## To be done
Return verbatim the run of lines that opens with the line holding "of the gray" and closes with the last line of the records.

## Dataset
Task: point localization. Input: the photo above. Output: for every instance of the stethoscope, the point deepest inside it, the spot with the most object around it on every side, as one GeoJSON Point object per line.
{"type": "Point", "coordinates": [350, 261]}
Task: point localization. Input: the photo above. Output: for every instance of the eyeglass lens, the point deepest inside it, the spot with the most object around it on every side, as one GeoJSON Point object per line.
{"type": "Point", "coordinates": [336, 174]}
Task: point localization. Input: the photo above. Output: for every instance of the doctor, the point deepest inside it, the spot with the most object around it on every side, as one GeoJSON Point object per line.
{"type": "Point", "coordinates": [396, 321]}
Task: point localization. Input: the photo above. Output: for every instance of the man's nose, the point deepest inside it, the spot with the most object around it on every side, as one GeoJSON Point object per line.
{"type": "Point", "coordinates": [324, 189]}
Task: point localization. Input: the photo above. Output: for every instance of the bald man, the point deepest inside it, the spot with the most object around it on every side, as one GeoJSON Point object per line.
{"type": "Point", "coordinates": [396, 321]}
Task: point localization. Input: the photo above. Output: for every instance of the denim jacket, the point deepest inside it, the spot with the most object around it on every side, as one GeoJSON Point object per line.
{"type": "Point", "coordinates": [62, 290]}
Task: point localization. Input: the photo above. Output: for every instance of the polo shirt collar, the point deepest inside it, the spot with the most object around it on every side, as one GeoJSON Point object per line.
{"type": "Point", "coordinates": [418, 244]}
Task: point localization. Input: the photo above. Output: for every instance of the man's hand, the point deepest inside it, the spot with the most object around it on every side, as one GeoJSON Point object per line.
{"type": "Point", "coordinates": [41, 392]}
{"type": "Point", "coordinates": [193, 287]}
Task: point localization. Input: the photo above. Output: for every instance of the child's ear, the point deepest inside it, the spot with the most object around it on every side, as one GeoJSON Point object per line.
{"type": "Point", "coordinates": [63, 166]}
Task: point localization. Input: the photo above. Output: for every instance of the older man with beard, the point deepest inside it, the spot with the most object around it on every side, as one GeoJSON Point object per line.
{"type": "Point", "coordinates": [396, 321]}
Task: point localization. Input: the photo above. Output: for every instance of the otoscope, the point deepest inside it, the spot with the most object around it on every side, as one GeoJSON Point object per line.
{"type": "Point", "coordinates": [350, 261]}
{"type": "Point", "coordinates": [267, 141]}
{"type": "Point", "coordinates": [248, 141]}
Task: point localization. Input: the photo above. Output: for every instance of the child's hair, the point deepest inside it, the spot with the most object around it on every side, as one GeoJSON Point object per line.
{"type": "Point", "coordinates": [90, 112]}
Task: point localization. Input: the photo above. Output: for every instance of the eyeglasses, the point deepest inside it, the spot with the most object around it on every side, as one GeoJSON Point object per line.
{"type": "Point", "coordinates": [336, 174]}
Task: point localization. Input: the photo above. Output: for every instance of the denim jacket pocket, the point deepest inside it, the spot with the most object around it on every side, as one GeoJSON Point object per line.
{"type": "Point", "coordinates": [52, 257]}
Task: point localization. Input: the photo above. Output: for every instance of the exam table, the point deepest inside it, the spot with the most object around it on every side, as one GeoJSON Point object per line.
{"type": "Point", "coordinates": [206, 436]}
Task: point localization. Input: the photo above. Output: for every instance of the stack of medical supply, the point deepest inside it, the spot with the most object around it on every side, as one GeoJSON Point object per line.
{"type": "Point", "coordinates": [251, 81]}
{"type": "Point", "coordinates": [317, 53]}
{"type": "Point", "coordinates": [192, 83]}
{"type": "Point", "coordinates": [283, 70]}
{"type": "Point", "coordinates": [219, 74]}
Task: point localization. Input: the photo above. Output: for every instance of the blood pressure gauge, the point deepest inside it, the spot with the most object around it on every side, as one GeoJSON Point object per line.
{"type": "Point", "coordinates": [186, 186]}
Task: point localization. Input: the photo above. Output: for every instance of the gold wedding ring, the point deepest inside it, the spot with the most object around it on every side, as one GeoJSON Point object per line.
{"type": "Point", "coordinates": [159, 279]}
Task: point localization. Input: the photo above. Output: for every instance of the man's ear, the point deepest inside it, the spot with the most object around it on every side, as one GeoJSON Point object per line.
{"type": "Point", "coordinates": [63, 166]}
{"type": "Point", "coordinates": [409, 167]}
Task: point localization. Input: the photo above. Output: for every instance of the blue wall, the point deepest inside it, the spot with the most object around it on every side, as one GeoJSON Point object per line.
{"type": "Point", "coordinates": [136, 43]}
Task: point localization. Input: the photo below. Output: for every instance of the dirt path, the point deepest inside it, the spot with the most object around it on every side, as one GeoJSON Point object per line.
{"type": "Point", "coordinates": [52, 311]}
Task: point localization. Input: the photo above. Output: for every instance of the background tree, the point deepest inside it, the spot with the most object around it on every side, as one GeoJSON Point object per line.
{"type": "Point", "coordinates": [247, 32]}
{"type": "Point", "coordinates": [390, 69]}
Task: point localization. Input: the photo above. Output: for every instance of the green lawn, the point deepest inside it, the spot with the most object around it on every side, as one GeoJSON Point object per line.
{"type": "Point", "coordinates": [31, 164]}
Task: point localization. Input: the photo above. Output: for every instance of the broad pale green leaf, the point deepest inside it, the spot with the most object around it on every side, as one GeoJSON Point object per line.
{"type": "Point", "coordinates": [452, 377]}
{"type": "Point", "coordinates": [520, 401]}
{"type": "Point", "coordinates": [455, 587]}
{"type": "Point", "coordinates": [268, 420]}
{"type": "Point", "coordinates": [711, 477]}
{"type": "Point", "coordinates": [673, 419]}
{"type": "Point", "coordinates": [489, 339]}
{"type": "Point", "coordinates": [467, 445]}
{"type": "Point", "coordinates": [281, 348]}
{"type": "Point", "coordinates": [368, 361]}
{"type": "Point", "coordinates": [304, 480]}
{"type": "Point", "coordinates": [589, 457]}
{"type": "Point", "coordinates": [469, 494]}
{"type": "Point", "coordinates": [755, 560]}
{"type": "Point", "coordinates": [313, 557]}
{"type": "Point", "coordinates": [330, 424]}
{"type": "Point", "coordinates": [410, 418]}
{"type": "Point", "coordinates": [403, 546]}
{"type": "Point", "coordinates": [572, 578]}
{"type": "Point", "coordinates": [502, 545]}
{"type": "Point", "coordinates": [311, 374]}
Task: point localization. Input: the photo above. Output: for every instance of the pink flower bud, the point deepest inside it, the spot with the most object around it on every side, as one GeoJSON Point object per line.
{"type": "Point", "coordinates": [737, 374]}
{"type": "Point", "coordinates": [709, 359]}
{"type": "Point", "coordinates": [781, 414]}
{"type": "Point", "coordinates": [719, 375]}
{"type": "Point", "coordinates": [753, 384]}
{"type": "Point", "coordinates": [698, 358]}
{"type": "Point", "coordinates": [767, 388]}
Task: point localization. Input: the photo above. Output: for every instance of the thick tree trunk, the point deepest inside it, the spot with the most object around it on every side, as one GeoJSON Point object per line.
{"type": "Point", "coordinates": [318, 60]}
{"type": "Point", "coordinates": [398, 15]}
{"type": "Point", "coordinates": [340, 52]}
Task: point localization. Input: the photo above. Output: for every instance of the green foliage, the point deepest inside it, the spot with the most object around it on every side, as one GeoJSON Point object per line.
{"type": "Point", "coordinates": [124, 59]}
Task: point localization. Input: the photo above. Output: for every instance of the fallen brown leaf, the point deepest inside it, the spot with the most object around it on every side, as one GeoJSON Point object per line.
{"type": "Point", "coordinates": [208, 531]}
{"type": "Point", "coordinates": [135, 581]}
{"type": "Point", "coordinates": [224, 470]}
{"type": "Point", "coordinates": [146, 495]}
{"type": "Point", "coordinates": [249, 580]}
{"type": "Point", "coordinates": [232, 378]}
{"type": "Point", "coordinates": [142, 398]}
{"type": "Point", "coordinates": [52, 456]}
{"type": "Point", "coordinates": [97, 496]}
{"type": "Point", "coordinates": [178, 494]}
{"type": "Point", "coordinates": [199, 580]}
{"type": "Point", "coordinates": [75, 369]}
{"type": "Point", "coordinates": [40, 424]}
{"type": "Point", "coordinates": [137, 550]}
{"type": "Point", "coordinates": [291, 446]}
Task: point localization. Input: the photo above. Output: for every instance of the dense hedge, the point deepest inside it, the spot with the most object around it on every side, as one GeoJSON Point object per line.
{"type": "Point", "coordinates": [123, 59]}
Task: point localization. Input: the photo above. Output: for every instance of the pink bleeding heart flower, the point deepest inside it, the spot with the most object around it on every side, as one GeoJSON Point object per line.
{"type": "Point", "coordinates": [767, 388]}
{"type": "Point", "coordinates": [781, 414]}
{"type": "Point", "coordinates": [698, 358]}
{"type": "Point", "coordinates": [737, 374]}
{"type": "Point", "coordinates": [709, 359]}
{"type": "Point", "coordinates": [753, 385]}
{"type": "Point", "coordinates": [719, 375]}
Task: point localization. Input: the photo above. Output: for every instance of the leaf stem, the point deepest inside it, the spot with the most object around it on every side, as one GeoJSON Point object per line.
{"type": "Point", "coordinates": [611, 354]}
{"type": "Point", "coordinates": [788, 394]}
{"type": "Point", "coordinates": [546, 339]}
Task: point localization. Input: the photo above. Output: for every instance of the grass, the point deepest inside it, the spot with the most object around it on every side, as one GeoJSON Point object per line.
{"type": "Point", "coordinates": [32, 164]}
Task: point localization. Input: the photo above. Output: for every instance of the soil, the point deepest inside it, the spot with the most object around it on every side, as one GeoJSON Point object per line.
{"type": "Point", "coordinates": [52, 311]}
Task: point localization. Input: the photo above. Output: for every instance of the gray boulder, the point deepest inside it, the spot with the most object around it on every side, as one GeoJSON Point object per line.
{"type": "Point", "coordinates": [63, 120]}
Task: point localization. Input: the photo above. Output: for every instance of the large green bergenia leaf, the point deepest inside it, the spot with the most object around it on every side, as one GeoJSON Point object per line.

## Written answer
Task: point localization. Input: the photo above. Output: for every instance of the gray boulder, the point deepest inside it, the spot with the most object around it on every side, as one GeoJSON Point object per line.
{"type": "Point", "coordinates": [63, 120]}
Task: point localization. Input: the photo above. Output: for every instance of the large green bergenia leaf, the point deepest inside it, the spot with the most object around it on every side, as one GeoJSON Point object per line.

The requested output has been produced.